Task list >>
a: Copy out the Columbia Center passage between "The Columbia Center" and "of the complex.", inclusive, replacing "twin towers" with "office towers".
b: Write the next part of the Columbia Center passage, picking up after its final sentence.

Extract >>
══════════
The Columbia Center is a pair of twin towers on Big Beaver Road in Troy, Michigan. Both buildings were designed by Minoru Yamasaki & Associates, designers of One Woodward Avenue and the now-destroyed World Trade Center.  Both buildings stand 14 floors and are 193 ft (59m) tall.

At one time Northwest Airlines had a ticket office in Suite 115 of the complex.

Columbia Center East 
Columbia Center East is located at 101 W. Big Beaver Road. The building was constructed in 1998, and finished in 2000. It stands at 15 floors in height, with 14 above-ground floors, and 1 basement floor. The high-rise is used as offices for a number of local and regional businesses.

The building was designed in the modern architectural style, and uses mainly brick and glass.
══════════
[Coordinate labeling data]

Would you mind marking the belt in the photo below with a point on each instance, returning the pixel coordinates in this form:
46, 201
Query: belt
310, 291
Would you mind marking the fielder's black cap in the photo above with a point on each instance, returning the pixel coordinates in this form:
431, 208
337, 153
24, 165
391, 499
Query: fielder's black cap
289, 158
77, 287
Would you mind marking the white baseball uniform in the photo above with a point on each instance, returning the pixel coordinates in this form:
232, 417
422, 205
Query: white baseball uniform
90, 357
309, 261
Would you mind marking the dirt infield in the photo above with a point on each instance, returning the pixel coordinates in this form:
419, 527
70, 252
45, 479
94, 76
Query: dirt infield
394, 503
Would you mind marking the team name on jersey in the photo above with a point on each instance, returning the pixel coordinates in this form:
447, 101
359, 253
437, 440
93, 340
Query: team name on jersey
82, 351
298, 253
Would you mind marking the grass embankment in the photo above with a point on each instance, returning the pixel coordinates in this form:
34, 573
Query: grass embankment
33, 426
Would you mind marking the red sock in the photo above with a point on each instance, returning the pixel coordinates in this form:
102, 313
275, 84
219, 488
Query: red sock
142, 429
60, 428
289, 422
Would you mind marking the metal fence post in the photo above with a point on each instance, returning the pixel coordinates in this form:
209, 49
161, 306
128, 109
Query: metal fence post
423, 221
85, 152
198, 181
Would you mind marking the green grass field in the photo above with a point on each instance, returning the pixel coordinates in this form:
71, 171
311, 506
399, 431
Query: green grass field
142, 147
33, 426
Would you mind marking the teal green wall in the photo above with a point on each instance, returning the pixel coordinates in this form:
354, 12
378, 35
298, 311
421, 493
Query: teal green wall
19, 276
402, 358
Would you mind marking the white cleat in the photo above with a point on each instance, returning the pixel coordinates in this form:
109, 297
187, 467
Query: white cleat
══════════
Answers to each task >>
a:
The Columbia Center is a pair of office towers on Big Beaver Road in Troy, Michigan. Both buildings were designed by Minoru Yamasaki & Associates, designers of One Woodward Avenue and the now-destroyed World Trade Center.  Both buildings stand 14 floors and are 193 ft (59m) tall.

At one time Northwest Airlines had a ticket office in Suite 115 of the complex.

b:
Columbia Center West 
Columbia Center West is located at 201 W. Big Beaver Road. The building was built in 1989, and has the same number of floors and basements as its younger twin. The high-rise is used for offices, restaurants, retail, and includes a fitness center.

Like Columbia Center East, it was designed in the architectural style, and uses mainly brick and glass.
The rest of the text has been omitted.